• **Input data**:
□ □ □ □

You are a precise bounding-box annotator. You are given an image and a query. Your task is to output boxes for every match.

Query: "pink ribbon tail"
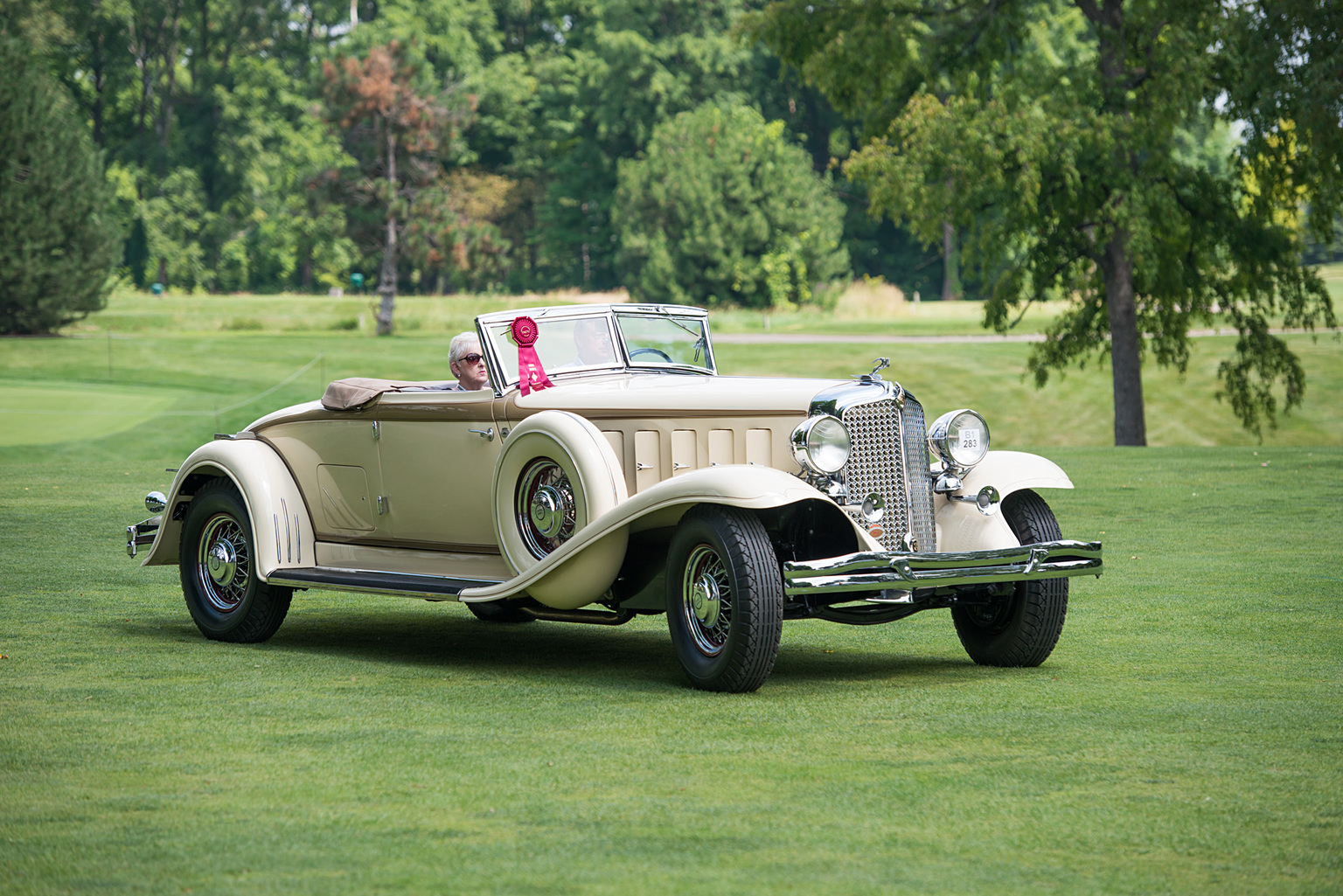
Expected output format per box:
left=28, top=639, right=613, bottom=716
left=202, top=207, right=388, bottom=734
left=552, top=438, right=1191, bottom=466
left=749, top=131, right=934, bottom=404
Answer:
left=517, top=345, right=554, bottom=395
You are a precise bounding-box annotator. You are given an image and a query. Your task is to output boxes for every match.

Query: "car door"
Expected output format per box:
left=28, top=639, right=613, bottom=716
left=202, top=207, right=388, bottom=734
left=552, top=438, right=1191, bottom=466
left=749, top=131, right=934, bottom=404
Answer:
left=378, top=390, right=501, bottom=552
left=262, top=413, right=391, bottom=541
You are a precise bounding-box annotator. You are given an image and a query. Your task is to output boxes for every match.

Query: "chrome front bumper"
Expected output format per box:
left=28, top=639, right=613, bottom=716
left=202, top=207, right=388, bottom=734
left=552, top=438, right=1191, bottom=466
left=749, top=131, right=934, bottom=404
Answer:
left=783, top=541, right=1102, bottom=596
left=126, top=516, right=164, bottom=556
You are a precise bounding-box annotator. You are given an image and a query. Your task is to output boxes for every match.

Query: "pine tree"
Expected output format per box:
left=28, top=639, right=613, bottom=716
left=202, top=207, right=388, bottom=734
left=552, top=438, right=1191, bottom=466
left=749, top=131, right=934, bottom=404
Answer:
left=0, top=36, right=122, bottom=333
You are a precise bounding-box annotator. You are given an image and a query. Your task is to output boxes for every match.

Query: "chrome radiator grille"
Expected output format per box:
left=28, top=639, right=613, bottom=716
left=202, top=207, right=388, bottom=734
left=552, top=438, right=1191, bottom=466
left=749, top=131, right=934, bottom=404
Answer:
left=844, top=396, right=936, bottom=551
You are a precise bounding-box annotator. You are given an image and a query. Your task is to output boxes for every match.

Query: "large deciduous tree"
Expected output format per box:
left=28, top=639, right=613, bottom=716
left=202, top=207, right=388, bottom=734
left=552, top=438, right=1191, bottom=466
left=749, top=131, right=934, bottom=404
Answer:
left=323, top=40, right=458, bottom=336
left=0, top=31, right=121, bottom=333
left=615, top=103, right=849, bottom=309
left=754, top=0, right=1343, bottom=445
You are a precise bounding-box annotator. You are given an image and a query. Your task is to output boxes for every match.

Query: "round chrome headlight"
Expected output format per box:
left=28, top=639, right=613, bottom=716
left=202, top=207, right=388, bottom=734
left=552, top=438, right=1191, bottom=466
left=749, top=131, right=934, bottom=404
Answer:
left=792, top=413, right=849, bottom=474
left=928, top=408, right=988, bottom=470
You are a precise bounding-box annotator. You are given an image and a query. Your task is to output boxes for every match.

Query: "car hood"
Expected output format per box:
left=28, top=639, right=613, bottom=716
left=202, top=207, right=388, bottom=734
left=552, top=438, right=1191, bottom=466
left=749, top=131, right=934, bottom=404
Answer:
left=246, top=373, right=841, bottom=431
left=508, top=373, right=837, bottom=418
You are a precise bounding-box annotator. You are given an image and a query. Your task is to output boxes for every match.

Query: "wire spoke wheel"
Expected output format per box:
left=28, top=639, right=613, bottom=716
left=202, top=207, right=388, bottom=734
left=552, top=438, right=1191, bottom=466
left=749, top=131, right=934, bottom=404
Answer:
left=666, top=504, right=783, bottom=693
left=177, top=480, right=293, bottom=643
left=681, top=544, right=732, bottom=656
left=196, top=513, right=251, bottom=613
left=513, top=456, right=577, bottom=558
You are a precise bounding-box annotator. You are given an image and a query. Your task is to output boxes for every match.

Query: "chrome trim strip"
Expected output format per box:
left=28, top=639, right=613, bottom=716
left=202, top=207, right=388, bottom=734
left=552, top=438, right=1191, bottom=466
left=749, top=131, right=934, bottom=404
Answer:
left=266, top=567, right=498, bottom=601
left=275, top=498, right=294, bottom=563
left=783, top=540, right=1103, bottom=595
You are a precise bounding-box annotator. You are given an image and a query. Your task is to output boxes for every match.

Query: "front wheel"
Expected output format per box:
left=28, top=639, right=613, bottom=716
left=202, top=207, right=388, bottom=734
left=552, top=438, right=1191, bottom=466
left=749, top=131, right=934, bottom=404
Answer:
left=178, top=480, right=293, bottom=643
left=950, top=489, right=1068, bottom=666
left=666, top=505, right=783, bottom=693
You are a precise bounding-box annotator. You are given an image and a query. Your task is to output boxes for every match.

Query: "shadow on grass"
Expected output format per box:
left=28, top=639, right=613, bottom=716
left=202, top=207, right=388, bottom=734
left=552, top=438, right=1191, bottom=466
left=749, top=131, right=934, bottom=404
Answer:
left=120, top=608, right=990, bottom=689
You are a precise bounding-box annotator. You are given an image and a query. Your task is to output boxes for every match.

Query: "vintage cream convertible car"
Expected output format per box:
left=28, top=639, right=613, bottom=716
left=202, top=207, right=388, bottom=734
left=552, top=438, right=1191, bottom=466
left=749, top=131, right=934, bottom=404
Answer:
left=126, top=305, right=1102, bottom=691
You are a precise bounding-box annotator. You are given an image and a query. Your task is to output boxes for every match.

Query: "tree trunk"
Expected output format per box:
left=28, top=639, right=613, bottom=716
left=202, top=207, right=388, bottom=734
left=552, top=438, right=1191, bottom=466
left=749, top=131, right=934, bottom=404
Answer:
left=942, top=220, right=960, bottom=302
left=378, top=122, right=396, bottom=336
left=1102, top=227, right=1147, bottom=445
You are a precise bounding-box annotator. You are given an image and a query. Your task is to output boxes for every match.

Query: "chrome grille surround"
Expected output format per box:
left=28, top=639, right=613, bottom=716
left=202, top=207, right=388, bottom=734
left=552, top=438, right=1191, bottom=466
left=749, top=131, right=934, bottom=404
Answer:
left=842, top=398, right=909, bottom=551
left=902, top=396, right=937, bottom=551
left=810, top=375, right=936, bottom=552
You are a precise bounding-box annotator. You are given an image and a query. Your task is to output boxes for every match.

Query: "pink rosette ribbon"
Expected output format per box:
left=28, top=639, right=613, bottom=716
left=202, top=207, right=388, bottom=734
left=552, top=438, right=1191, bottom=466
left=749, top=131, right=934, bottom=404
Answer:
left=509, top=317, right=554, bottom=395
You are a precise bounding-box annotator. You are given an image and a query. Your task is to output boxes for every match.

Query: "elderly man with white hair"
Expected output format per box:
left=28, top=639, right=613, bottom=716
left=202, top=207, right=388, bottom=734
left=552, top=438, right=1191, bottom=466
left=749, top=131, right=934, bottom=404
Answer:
left=447, top=330, right=491, bottom=392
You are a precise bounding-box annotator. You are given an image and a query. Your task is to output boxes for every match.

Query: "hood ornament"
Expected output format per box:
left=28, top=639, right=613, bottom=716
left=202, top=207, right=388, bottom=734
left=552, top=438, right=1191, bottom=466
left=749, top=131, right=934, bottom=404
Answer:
left=852, top=358, right=905, bottom=407
left=852, top=358, right=890, bottom=383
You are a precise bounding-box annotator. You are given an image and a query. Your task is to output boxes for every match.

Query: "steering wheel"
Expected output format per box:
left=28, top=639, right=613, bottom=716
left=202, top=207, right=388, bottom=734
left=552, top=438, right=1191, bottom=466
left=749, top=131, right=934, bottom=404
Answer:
left=630, top=348, right=672, bottom=364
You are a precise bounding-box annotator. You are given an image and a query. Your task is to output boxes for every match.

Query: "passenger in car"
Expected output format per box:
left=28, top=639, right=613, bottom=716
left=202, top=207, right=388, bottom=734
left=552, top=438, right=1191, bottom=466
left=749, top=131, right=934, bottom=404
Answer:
left=446, top=330, right=491, bottom=392
left=566, top=317, right=615, bottom=367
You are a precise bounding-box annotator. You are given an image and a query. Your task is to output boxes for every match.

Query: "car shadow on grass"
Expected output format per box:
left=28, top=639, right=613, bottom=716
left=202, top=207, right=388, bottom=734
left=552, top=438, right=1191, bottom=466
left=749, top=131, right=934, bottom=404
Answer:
left=121, top=605, right=987, bottom=689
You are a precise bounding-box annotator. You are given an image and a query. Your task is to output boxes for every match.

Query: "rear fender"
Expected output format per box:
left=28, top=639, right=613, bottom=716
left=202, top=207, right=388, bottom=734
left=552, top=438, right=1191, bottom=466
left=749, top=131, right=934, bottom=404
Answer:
left=141, top=438, right=316, bottom=580
left=459, top=465, right=865, bottom=610
left=934, top=451, right=1073, bottom=552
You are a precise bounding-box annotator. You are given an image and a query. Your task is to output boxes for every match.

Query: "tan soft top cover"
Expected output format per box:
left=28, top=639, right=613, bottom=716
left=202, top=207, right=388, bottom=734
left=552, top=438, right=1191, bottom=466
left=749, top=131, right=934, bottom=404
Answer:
left=323, top=376, right=461, bottom=411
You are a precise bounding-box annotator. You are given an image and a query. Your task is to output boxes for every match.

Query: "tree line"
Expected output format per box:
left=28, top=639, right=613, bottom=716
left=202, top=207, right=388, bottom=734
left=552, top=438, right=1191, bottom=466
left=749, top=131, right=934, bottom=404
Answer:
left=5, top=0, right=940, bottom=305
left=0, top=0, right=1343, bottom=445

□ □ □ □

• **The exercise**: How many lines of the material contain the word "ribbon"? Reply with the number alone.

• **Solution for this exercise**: 2